Given problem
How many lines in the entries below contain the word "dark"? Reply with the number alone.

Coordinate labeling data

* * * *

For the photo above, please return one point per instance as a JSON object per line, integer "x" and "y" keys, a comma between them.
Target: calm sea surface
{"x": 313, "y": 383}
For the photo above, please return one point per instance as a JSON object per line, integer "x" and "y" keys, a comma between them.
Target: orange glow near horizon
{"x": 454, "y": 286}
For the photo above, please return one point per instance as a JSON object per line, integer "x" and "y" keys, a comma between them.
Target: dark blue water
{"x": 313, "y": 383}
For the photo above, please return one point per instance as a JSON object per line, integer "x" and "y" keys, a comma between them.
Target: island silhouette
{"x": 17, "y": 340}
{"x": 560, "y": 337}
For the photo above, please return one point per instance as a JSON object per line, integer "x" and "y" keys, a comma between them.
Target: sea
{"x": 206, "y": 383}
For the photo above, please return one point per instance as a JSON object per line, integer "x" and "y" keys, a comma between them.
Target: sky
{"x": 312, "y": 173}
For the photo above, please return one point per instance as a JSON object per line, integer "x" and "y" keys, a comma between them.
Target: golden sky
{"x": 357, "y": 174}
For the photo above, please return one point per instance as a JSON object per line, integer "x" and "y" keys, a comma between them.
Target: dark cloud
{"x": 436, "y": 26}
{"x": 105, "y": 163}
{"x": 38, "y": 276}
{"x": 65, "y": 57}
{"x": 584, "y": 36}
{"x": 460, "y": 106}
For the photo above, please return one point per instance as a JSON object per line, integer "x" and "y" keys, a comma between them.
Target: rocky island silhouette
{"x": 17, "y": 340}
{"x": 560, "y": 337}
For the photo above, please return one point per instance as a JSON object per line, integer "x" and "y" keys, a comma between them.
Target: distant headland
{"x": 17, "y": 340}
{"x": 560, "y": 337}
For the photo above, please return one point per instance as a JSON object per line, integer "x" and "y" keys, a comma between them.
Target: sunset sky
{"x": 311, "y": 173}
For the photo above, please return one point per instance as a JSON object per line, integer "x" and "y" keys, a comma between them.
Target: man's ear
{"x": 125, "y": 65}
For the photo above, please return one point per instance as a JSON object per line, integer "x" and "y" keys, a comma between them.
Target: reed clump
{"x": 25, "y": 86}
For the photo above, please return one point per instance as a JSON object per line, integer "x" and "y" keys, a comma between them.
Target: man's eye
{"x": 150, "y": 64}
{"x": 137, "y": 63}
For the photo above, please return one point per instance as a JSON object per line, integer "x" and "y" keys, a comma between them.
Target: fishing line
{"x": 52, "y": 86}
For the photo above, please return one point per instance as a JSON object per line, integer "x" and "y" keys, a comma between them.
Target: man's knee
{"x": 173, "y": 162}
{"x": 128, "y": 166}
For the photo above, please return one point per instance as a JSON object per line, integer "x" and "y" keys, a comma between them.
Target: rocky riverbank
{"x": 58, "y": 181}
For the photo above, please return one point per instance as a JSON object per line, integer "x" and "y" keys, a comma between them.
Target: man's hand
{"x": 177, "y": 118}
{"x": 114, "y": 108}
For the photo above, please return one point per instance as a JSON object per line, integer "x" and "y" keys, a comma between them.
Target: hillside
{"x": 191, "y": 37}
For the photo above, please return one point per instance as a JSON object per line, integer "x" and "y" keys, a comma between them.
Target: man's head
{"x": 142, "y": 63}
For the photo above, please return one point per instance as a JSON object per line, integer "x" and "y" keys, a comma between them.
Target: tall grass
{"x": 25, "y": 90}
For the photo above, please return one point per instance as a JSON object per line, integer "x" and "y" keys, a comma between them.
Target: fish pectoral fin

* * * *

The result
2